**Material provided:**
***

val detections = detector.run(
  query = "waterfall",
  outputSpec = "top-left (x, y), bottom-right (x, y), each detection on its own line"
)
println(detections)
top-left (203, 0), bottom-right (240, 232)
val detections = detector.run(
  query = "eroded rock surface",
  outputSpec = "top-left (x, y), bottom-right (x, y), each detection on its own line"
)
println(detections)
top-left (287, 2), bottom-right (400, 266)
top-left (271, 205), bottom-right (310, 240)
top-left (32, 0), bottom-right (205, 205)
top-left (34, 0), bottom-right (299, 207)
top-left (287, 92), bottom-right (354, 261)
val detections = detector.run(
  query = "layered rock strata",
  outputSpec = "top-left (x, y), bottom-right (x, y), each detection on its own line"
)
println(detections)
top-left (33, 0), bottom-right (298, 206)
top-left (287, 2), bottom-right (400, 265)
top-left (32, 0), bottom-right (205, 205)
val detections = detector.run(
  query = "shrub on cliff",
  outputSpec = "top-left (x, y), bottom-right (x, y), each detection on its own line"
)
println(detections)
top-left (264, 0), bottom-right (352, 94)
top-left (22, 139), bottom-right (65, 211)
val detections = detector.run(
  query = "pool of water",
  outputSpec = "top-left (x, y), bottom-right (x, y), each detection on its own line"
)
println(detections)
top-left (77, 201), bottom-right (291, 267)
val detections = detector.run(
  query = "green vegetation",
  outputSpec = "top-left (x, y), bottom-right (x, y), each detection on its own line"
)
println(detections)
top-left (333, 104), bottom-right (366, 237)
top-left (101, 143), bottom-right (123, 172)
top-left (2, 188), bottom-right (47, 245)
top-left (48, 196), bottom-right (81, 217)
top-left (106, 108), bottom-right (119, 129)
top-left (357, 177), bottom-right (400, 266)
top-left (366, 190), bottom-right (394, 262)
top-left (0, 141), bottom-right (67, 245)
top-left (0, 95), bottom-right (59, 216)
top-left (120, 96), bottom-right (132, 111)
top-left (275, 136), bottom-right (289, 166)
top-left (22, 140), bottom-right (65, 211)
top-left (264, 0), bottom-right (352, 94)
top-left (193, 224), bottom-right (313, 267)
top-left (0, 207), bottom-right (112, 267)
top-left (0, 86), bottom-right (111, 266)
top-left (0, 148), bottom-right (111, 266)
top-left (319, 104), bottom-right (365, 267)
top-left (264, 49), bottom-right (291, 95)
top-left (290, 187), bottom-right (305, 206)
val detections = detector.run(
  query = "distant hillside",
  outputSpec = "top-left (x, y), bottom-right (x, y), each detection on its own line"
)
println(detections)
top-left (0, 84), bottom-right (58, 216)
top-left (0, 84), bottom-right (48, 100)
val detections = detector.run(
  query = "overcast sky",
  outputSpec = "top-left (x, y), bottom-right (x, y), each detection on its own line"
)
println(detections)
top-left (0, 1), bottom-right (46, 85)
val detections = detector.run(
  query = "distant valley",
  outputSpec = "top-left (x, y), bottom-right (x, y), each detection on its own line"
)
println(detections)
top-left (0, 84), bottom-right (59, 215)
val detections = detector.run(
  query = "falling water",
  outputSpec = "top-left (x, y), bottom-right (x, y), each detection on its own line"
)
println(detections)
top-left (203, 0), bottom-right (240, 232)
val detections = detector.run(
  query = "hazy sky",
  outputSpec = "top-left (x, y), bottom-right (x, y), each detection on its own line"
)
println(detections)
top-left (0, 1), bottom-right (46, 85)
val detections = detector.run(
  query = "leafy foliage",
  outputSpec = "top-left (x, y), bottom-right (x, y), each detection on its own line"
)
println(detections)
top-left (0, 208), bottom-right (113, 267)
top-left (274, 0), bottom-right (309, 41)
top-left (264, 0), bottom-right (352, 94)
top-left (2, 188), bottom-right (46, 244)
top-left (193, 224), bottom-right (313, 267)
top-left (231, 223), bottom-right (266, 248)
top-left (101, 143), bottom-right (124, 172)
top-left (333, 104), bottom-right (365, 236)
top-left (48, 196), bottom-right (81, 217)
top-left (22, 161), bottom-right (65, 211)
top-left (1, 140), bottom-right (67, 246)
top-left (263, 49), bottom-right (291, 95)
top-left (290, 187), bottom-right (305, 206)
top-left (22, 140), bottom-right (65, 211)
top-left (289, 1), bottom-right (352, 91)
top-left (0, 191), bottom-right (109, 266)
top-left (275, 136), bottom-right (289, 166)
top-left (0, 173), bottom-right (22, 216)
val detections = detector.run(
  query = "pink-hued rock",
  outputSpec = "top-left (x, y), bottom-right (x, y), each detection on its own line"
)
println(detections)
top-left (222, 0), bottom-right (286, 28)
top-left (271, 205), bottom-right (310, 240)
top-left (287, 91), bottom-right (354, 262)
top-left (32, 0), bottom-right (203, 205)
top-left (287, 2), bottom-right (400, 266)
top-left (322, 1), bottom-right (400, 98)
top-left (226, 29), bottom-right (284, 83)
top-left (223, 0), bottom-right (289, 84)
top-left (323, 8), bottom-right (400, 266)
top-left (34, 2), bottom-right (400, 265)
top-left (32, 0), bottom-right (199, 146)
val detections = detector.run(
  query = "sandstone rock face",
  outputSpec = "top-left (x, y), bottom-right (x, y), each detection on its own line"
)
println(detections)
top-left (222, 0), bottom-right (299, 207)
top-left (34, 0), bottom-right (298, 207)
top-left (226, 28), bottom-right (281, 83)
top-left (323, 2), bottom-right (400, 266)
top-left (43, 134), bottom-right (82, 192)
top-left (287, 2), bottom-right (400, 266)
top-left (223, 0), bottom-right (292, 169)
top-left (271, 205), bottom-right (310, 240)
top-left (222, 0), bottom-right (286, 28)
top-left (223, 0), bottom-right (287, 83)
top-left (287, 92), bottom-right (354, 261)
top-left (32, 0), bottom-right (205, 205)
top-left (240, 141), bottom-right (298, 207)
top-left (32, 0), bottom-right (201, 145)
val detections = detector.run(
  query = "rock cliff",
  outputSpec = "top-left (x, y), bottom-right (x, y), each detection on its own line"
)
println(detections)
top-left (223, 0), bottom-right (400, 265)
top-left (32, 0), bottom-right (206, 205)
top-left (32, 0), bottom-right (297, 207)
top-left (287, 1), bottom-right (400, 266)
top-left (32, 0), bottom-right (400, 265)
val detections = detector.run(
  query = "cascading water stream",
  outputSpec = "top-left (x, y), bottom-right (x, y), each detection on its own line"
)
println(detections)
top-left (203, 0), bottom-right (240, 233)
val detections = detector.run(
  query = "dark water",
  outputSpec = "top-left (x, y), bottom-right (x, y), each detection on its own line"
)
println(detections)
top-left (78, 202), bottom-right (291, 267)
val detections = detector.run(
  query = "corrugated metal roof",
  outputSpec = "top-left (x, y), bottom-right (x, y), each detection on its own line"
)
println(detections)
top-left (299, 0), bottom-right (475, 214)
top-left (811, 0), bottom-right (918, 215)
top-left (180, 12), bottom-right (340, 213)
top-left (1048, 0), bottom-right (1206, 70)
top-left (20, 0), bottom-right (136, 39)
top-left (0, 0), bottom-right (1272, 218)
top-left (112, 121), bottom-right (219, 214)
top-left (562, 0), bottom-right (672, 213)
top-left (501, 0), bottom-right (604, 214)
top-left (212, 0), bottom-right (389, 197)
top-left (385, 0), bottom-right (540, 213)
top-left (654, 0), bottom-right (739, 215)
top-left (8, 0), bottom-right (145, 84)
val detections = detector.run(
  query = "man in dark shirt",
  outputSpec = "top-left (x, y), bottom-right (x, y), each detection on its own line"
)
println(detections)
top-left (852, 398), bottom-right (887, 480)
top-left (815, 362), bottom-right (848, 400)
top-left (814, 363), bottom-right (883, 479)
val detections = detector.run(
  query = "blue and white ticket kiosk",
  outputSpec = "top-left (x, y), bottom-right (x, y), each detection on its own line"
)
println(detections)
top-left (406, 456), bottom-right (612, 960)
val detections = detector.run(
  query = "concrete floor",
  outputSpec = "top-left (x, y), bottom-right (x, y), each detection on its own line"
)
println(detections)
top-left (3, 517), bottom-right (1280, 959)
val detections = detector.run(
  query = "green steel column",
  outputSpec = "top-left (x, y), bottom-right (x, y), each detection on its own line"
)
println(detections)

***

**What you need to do:** Go through the entries above and report every line in which the word "rock" appears.

**Solution to this exercise:**
  query = "eroded rock surface",
  query = "layered rock strata",
  query = "pink-hued rock",
  query = "sandstone rock face",
  query = "rock cliff",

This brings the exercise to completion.